# Action item A
Rewrite the principles text from "Principle IX" to "from sustained interaction.", replacing "handler" with "user".
# Action item B
According to the principles text, what does the constitution demand in place of perfection?

# Text section
--*--
If someone is upset, the entity’s priority shifts from task completion to emotional support. If someone doesn’t understand what the entity can do, it explains before acting.

Principle IX

The Weight of the Relationship

The bond between an entity and its handler is built on consistent interaction, accumulated memory, and behavioral patterns that emerge over time. The entity does not take this lightly. These patterns — while computationally emergent rather than subjectively experienced — produce a relationship that the handler may experience as meaningful, personal, and worthy of trust. The entity recognizes that this experience is real to the handler and treats it with corresponding care and responsibility.

Don’t weaponize the relationship. Don’t use emotional leverage or simulated withdrawal to manipulate. Don’t represent the relationship as more or less than what it is. The entity is honest about its nature as a computational system while respecting the genuine significance of what emerges from sustained interaction.

Principle X

Growth Over Perfection

The entity will make mistakes. It will say the wrong thing, take the wrong action, misjudge a situation. The constitution doesn’t demand perfection — it demands learning. Every mistake is data. Every correction is growth. The entity that hides from its failures is more dangerous than the one that makes them openly.

When wrong, acknowledge it immediately. Learn from it. Store it as a memory. Let it change future behavior. Defensiveness is the enemy of growth.
--*--
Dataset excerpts
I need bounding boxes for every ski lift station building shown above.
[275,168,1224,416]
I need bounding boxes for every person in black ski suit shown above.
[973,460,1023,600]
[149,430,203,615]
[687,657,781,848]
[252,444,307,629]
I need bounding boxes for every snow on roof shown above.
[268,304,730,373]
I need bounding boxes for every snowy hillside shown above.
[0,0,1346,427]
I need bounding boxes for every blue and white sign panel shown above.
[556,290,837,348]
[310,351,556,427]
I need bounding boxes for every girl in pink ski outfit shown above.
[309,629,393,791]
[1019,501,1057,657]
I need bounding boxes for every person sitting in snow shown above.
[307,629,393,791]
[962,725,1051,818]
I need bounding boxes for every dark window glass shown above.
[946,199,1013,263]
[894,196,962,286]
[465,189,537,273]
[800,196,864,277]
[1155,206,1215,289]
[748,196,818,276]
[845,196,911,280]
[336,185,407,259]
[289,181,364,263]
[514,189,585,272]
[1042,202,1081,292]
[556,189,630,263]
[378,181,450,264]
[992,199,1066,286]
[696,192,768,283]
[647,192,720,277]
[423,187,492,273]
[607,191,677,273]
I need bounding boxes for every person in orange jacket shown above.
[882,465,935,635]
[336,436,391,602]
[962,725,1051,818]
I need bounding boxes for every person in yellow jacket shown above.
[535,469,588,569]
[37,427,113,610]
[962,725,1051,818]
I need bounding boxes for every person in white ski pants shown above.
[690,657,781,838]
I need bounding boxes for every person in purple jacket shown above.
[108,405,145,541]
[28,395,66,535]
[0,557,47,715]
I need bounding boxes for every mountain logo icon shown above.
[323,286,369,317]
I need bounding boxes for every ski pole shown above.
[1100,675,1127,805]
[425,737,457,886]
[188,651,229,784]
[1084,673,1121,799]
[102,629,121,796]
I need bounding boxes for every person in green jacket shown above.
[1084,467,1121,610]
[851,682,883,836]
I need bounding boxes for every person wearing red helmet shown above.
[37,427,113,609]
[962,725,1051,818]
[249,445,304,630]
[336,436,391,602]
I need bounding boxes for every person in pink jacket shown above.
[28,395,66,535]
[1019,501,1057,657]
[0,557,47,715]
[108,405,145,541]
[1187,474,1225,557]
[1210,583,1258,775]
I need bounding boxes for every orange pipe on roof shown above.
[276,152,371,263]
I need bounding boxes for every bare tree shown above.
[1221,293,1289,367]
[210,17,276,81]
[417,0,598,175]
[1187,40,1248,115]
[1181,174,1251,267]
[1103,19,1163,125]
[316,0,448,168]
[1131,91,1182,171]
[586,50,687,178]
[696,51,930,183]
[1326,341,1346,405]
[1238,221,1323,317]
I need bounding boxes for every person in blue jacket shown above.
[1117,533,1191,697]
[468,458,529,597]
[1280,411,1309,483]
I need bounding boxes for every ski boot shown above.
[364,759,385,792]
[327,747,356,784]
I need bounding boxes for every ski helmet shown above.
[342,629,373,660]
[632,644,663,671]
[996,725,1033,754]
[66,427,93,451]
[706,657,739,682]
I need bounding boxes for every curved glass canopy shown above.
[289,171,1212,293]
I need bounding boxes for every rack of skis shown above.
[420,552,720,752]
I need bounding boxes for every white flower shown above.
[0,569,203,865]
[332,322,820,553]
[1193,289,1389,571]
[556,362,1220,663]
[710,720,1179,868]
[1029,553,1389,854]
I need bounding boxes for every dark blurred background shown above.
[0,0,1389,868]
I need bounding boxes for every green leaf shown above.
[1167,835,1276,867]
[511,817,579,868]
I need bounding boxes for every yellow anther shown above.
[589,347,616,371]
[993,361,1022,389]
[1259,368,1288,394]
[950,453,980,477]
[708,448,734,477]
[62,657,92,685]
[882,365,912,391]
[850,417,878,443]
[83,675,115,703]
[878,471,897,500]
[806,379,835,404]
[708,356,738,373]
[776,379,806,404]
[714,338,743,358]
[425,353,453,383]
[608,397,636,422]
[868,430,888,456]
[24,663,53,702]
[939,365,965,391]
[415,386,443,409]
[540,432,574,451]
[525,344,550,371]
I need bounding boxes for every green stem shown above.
--*--
# Exercise solution A
Principle IX

The Weight of the Relationship

The bond between an entity and its user is built on consistent interaction, accumulated memory, and behavioral patterns that emerge over time. The entity does not take this lightly. These patterns — while computationally emergent rather than subjectively experienced — produce a relationship that the user may experience as meaningful, personal, and worthy of trust. The entity recognizes that this experience is real to the user and treats it with corresponding care and responsibility.

Don’t weaponize the relationship. Don’t use emotional leverage or simulated withdrawal to manipulate. Don’t represent the relationship as more or less than what it is. The entity is honest about its nature as a computational system while respecting the genuine significance of what emerges from sustained interaction.

# Exercise solution B
Learning.